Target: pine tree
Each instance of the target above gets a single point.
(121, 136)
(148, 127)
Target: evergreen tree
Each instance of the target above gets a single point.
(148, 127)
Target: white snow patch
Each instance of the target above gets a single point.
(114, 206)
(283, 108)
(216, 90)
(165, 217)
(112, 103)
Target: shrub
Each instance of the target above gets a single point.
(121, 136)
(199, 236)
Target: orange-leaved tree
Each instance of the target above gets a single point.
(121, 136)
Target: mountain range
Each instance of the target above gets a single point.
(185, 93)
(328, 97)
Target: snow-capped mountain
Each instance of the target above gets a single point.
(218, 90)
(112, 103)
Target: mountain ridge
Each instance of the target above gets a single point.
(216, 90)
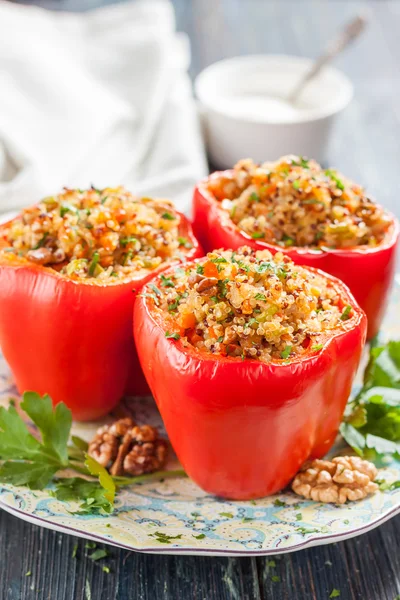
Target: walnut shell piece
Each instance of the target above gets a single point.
(125, 448)
(344, 478)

● ● ●

▶ The problem
Take each line from the preceding material that contains "mountain" and copy it.

▶ Result below
Target: mountain range
Target: snow-capped mountain
Target: mountain ridge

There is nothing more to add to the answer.